§ Work item
Could you copy out all the lines in the material below where the word "tall" occurs?

§ Input for this task
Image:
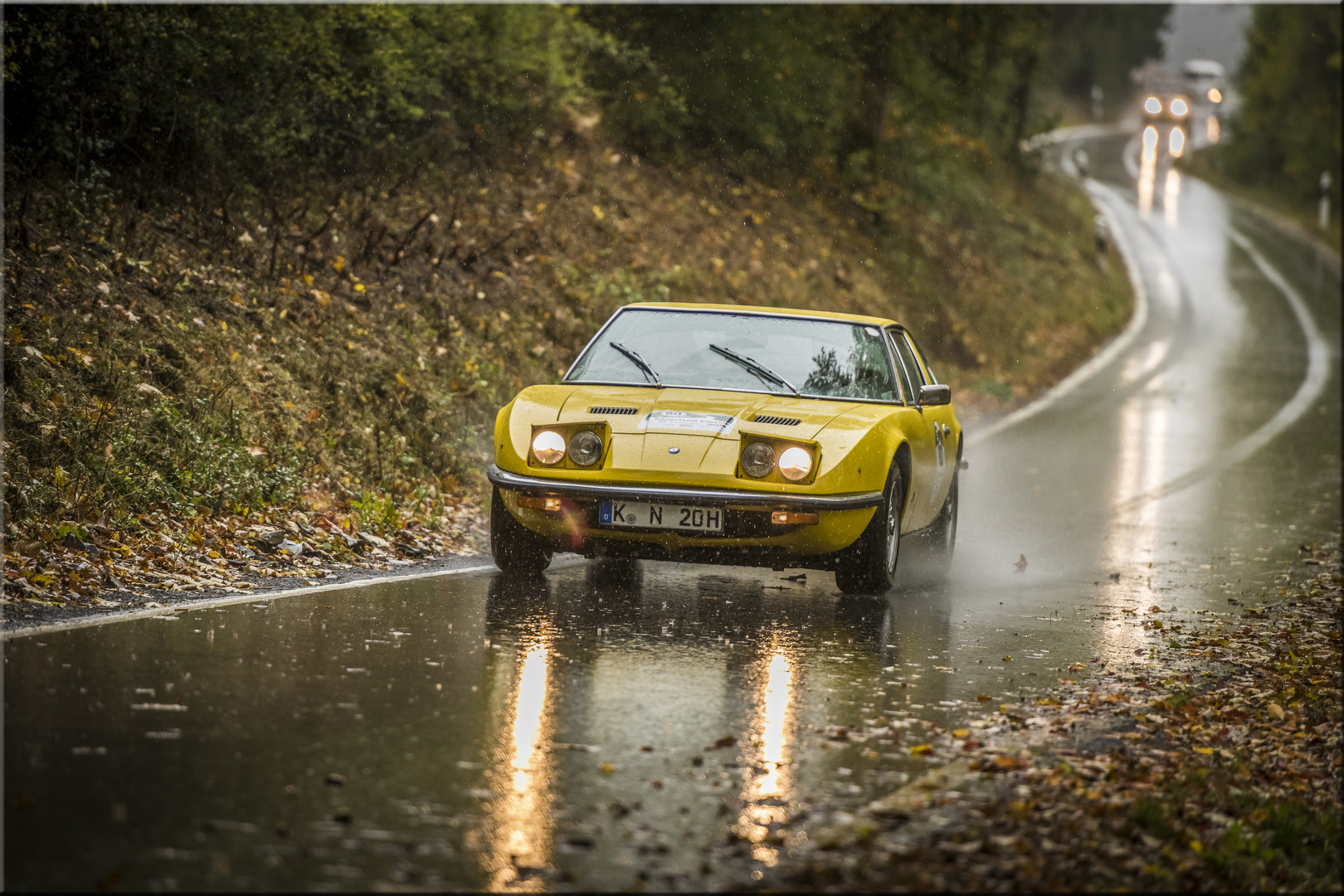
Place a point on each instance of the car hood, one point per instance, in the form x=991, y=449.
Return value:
x=715, y=414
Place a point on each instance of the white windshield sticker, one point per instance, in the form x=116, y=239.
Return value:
x=687, y=421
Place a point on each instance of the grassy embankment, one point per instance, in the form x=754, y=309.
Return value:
x=286, y=262
x=363, y=338
x=1289, y=212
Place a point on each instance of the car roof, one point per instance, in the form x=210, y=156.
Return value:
x=757, y=309
x=1203, y=67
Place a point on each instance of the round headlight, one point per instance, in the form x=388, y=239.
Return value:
x=758, y=460
x=548, y=448
x=585, y=448
x=795, y=464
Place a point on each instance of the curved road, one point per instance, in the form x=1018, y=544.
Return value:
x=609, y=727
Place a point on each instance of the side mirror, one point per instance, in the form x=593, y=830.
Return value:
x=940, y=394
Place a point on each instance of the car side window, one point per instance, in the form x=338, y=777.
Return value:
x=908, y=359
x=923, y=359
x=902, y=373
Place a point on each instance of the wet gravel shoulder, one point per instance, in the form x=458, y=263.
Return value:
x=116, y=603
x=1214, y=765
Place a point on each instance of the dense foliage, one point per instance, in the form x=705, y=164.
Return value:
x=1288, y=130
x=254, y=250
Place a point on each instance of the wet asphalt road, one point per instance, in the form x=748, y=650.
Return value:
x=472, y=733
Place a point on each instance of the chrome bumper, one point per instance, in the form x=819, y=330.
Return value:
x=763, y=500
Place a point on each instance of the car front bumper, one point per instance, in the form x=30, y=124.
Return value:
x=680, y=494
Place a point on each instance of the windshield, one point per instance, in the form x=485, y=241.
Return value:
x=746, y=353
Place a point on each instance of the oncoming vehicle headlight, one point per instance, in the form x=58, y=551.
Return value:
x=758, y=460
x=795, y=464
x=548, y=448
x=587, y=448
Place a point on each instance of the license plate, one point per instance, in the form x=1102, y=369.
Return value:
x=660, y=516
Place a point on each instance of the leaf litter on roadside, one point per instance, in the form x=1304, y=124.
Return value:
x=1215, y=763
x=81, y=567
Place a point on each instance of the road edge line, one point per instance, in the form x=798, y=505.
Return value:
x=1099, y=195
x=234, y=598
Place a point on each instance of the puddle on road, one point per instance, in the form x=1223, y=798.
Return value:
x=600, y=727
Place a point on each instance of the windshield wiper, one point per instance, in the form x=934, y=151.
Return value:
x=756, y=367
x=639, y=362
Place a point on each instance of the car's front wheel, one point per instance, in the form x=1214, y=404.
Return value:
x=869, y=566
x=514, y=546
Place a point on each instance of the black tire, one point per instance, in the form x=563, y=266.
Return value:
x=942, y=533
x=516, y=550
x=869, y=566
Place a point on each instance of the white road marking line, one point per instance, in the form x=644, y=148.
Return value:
x=1101, y=197
x=221, y=602
x=1317, y=373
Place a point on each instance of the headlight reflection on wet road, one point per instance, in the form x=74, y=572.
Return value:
x=1147, y=173
x=1171, y=197
x=522, y=832
x=772, y=786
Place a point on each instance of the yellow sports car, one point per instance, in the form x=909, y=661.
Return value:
x=730, y=434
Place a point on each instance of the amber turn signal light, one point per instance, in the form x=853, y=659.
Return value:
x=789, y=518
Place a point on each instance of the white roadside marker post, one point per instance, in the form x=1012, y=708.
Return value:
x=1324, y=208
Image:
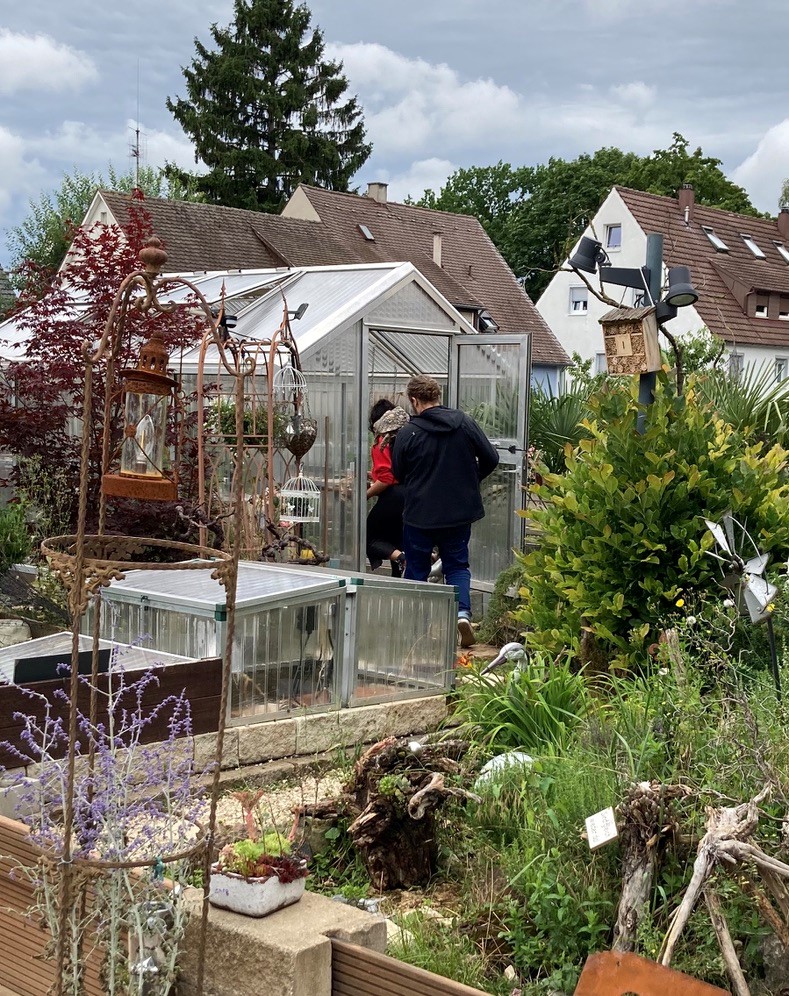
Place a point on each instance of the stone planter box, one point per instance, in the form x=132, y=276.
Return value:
x=252, y=896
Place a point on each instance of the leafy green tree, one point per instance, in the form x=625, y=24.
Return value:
x=535, y=214
x=666, y=170
x=44, y=236
x=266, y=111
x=490, y=193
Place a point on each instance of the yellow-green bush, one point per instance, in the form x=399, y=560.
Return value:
x=623, y=535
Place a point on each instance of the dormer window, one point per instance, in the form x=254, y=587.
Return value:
x=579, y=300
x=751, y=243
x=782, y=250
x=716, y=240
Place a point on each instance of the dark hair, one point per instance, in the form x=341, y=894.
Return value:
x=424, y=389
x=378, y=409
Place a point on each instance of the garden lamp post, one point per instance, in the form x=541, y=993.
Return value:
x=681, y=293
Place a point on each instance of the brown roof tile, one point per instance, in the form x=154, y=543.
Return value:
x=472, y=275
x=472, y=271
x=688, y=245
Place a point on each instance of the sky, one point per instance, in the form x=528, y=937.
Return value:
x=443, y=84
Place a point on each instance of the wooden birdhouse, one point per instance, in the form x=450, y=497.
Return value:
x=631, y=342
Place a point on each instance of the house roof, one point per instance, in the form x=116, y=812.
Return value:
x=723, y=279
x=472, y=275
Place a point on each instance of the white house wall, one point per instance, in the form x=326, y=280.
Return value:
x=580, y=332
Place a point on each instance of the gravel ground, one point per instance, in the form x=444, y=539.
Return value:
x=275, y=808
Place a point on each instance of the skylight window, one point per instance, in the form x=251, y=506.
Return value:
x=751, y=243
x=716, y=240
x=782, y=250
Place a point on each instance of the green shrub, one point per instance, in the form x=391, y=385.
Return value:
x=15, y=542
x=623, y=536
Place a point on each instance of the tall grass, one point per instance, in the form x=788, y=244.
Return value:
x=537, y=706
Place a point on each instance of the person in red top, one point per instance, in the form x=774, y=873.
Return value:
x=385, y=519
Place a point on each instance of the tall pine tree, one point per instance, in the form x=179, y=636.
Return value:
x=266, y=111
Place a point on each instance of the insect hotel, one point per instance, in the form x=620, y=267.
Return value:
x=631, y=342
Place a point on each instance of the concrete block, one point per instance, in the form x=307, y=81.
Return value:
x=319, y=732
x=266, y=741
x=285, y=954
x=205, y=750
x=13, y=631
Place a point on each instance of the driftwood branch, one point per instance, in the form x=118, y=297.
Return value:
x=727, y=830
x=739, y=986
x=646, y=823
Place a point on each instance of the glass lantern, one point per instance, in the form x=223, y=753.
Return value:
x=147, y=394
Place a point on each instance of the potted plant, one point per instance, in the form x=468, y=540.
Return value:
x=259, y=874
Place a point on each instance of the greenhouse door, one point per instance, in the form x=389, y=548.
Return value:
x=492, y=385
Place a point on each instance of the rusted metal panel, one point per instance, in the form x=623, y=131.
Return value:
x=358, y=971
x=614, y=973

§ Exercise result
Place a point on each instance of the tall grass, one point per instance, in the form x=788, y=244.
Place a point on each instance of the tall pine tree, one point per instance, in the form x=179, y=636.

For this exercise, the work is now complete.